» What is being asked
Rewrite everything from the line containing "trace --target=yellow fish" down to the line containing "30L62 25L96 25L98" as a Markdown table with the columns Number and Line, skipping blank lines and leaving out the pictures.

» Provided data
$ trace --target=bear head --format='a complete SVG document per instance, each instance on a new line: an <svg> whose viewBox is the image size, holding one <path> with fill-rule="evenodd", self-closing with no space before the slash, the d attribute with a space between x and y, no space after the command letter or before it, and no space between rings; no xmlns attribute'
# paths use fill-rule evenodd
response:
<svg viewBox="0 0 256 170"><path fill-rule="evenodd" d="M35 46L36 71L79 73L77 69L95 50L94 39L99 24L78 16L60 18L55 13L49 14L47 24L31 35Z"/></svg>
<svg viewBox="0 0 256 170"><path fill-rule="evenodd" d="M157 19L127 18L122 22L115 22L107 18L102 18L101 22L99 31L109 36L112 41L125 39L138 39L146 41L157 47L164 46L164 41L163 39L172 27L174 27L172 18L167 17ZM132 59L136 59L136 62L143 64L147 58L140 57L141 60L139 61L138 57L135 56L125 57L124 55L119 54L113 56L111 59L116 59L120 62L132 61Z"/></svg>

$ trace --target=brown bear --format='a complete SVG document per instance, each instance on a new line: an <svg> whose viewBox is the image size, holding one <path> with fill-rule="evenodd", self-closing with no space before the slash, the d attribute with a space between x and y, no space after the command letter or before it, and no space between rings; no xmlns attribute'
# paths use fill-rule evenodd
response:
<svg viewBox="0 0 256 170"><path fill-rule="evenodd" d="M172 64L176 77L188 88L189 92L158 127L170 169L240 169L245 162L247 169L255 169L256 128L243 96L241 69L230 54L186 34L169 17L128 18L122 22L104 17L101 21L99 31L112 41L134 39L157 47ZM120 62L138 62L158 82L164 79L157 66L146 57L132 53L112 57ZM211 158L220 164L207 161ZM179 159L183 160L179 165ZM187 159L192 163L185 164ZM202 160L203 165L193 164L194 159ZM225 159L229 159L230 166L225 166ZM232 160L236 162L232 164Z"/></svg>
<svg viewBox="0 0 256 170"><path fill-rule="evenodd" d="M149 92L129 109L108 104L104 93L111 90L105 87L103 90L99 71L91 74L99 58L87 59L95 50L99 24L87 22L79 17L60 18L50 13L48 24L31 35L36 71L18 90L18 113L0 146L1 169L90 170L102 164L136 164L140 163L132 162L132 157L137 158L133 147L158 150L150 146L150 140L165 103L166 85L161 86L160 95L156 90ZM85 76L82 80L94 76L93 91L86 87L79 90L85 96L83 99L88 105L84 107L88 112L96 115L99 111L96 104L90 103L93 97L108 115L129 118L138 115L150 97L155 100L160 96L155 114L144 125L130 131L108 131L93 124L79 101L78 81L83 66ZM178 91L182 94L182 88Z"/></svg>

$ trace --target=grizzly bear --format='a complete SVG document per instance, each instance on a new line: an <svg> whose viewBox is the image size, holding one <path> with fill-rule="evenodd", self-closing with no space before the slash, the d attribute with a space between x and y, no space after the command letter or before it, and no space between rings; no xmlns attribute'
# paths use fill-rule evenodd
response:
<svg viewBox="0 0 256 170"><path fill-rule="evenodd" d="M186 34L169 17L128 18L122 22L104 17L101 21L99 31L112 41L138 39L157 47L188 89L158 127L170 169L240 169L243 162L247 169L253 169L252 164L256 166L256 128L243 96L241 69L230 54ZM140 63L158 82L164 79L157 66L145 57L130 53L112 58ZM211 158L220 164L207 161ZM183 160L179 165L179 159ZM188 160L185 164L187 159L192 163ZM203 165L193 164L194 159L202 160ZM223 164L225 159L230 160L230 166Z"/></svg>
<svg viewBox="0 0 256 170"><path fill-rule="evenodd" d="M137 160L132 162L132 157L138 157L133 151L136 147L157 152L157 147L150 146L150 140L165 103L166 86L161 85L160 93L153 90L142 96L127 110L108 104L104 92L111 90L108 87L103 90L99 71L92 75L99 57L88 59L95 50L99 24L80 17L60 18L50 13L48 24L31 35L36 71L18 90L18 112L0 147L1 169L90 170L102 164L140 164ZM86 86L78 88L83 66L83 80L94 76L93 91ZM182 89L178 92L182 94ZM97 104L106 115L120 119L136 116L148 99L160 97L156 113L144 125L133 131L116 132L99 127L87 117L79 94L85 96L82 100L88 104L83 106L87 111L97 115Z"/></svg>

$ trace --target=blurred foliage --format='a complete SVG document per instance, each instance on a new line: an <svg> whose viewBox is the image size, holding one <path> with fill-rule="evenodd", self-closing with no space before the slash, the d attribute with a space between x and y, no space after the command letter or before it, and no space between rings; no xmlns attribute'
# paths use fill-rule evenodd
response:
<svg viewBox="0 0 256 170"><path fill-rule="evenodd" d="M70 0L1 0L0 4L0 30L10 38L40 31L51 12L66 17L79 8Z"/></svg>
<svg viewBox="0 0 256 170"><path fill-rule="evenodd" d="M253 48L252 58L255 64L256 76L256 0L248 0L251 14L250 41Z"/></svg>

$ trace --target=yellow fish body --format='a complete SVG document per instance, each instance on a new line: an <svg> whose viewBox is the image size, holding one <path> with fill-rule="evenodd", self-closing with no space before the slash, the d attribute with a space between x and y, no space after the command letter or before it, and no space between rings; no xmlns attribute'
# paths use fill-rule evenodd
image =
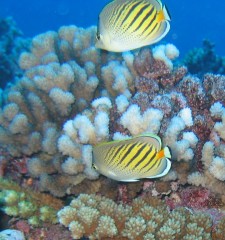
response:
<svg viewBox="0 0 225 240"><path fill-rule="evenodd" d="M161 149L161 139L153 134L93 148L93 167L108 178L124 182L166 175L171 168L170 158L169 148Z"/></svg>
<svg viewBox="0 0 225 240"><path fill-rule="evenodd" d="M124 52L160 41L170 29L160 0L114 0L99 15L96 47Z"/></svg>

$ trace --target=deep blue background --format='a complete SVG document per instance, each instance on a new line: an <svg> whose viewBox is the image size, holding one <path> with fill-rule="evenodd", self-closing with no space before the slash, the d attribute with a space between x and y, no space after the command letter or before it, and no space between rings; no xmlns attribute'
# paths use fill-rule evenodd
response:
<svg viewBox="0 0 225 240"><path fill-rule="evenodd" d="M57 30L62 25L96 25L98 14L109 0L0 0L0 17L13 16L26 37ZM164 0L171 17L166 41L184 54L200 47L203 38L225 55L225 1Z"/></svg>

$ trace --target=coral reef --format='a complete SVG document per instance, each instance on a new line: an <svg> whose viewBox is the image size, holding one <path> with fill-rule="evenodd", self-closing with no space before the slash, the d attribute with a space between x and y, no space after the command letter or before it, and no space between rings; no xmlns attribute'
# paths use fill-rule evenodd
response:
<svg viewBox="0 0 225 240"><path fill-rule="evenodd" d="M41 191L62 197L84 186L87 193L104 189L92 168L95 144L151 132L172 150L160 188L177 180L223 195L224 76L188 74L174 64L172 44L98 50L95 33L68 26L32 40L20 56L23 77L2 93L1 145L29 157L27 174Z"/></svg>
<svg viewBox="0 0 225 240"><path fill-rule="evenodd" d="M183 60L188 71L199 76L205 73L225 74L225 57L218 56L214 47L213 43L205 39L201 48L189 51Z"/></svg>
<svg viewBox="0 0 225 240"><path fill-rule="evenodd" d="M39 226L45 222L57 223L56 212L62 202L0 178L0 205L7 215L27 219L30 225Z"/></svg>
<svg viewBox="0 0 225 240"><path fill-rule="evenodd" d="M224 218L212 230L206 213L187 208L169 212L154 198L137 198L128 206L112 200L80 194L58 212L59 222L68 227L73 239L222 239Z"/></svg>
<svg viewBox="0 0 225 240"><path fill-rule="evenodd" d="M22 76L19 55L28 50L29 43L11 17L0 18L0 88Z"/></svg>

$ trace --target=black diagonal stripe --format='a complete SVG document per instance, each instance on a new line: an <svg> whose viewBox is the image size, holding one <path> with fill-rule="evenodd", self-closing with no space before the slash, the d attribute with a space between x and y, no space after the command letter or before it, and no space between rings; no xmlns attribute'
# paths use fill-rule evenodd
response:
<svg viewBox="0 0 225 240"><path fill-rule="evenodd" d="M152 157L148 160L148 161L146 161L146 164L140 169L140 171L142 170L142 169L144 169L145 167L147 167L148 165L149 165L149 163L152 161L152 160L154 160L155 159L155 157L156 157L156 151L155 151L155 153L152 155ZM153 166L154 166L154 164L153 164ZM150 168L151 169L151 168Z"/></svg>
<svg viewBox="0 0 225 240"><path fill-rule="evenodd" d="M149 7L149 4L146 4L146 5L144 5L140 10L139 10L139 12L136 14L136 16L134 17L134 19L132 20L132 22L130 23L130 27L132 27L132 25L136 22L136 20L141 16L141 14L144 12L144 10L146 9L146 8L148 8ZM146 16L144 17L144 18L146 18ZM143 20L142 20L143 21ZM139 25L140 26L140 25ZM137 28L139 28L139 26L137 27Z"/></svg>
<svg viewBox="0 0 225 240"><path fill-rule="evenodd" d="M124 159L126 159L126 157L130 154L131 150L133 149L133 147L136 145L137 143L133 143L131 145L128 145L128 149L126 150L126 153L123 155L123 157L120 159L120 161L118 162L118 164L116 166L118 166L120 163L122 163L124 161Z"/></svg>
<svg viewBox="0 0 225 240"><path fill-rule="evenodd" d="M115 158L115 156L117 155L117 154L119 154L119 152L121 151L121 149L124 147L124 145L121 145L120 147L118 147L116 150L115 150L115 152L113 153L113 155L111 156L111 157L109 157L109 162L108 162L108 164L110 164L113 160L114 160L114 158Z"/></svg>
<svg viewBox="0 0 225 240"><path fill-rule="evenodd" d="M161 23L156 23L155 26L154 26L154 28L151 30L151 32L150 32L147 36L149 36L152 32L154 32L154 30L155 30L155 28L158 26L158 24L161 24ZM146 37L147 37L147 36L146 36Z"/></svg>
<svg viewBox="0 0 225 240"><path fill-rule="evenodd" d="M150 7L151 5L147 5L147 7ZM144 11L145 9L143 9ZM141 26L144 24L144 22L152 15L152 12L154 11L154 7L151 8L151 10L145 15L145 17L142 19L141 23L139 24L138 27L136 27L136 29L134 29L133 32L137 31L139 28L141 28Z"/></svg>
<svg viewBox="0 0 225 240"><path fill-rule="evenodd" d="M128 161L126 164L125 168L128 167L140 154L141 152L145 149L147 143L145 143L136 153L135 155Z"/></svg>
<svg viewBox="0 0 225 240"><path fill-rule="evenodd" d="M155 13L155 16L153 17L153 19L151 20L151 22L147 25L147 27L144 29L144 31L142 32L142 34L144 34L145 31L147 31L147 29L152 25L152 23L155 21L157 16L157 12ZM151 31L152 32L152 31Z"/></svg>
<svg viewBox="0 0 225 240"><path fill-rule="evenodd" d="M136 4L134 4L134 5L131 7L131 9L128 11L127 15L126 15L125 18L123 19L120 27L123 26L123 24L125 23L125 21L129 18L129 16L131 15L131 13L134 11L134 9L135 9L138 5L140 5L140 4L142 4L142 2L141 2L141 1L138 1Z"/></svg>
<svg viewBox="0 0 225 240"><path fill-rule="evenodd" d="M146 157L151 153L151 151L152 151L152 145L150 146L149 150L145 153L145 155L141 158L141 160L137 162L137 164L134 166L134 169L146 159Z"/></svg>
<svg viewBox="0 0 225 240"><path fill-rule="evenodd" d="M154 168L155 165L158 163L158 161L160 161L160 160L159 160L159 159L155 159L154 164L153 164L152 166L150 166L150 168L148 168L148 169L145 171L145 173L148 172L148 171L150 171L152 168Z"/></svg>
<svg viewBox="0 0 225 240"><path fill-rule="evenodd" d="M124 12L124 10L126 9L126 7L128 6L128 5L130 5L130 2L127 2L127 3L125 3L125 4L123 4L122 6L120 6L120 8L117 10L117 12L118 13L116 13L116 19L115 19L115 21L113 22L113 24L116 24L117 23L117 21L120 19L120 17L121 17L121 14Z"/></svg>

» Solution below
| Number | Line |
|---|---|
| 1 | $ trace --target=yellow fish body --format='a complete SVG document per instance, each instance on a new line: an <svg> whose viewBox is the image size, holding one <path> with fill-rule="evenodd", self-closing with no space before the slash, the d attribute with a space between x and y, no space after the command letter or before it, and no space between rings; no xmlns attribute' |
| 2 | # paths use fill-rule evenodd |
| 3 | image = |
| 4 | response: |
| 5 | <svg viewBox="0 0 225 240"><path fill-rule="evenodd" d="M161 149L161 139L153 134L93 148L93 167L108 178L124 182L166 175L171 168L170 158L169 148Z"/></svg> |
| 6 | <svg viewBox="0 0 225 240"><path fill-rule="evenodd" d="M124 52L160 41L170 29L160 0L114 0L99 15L96 47Z"/></svg> |
| 7 | $ trace --target=deep blue background --format='a complete SVG document per instance, each instance on a new line: an <svg> whose viewBox is the image size, holding one <path> with fill-rule="evenodd", self-closing with no space before the slash, the d attribute with a space between x and y, no space after the command letter or before it, and no space between rings; no xmlns attribute' |
| 8 | # paths use fill-rule evenodd |
| 9 | response: |
| 10 | <svg viewBox="0 0 225 240"><path fill-rule="evenodd" d="M57 30L62 25L96 25L98 14L109 0L0 0L0 17L13 16L26 37ZM164 0L171 17L166 41L184 54L200 47L203 38L225 55L225 1Z"/></svg> |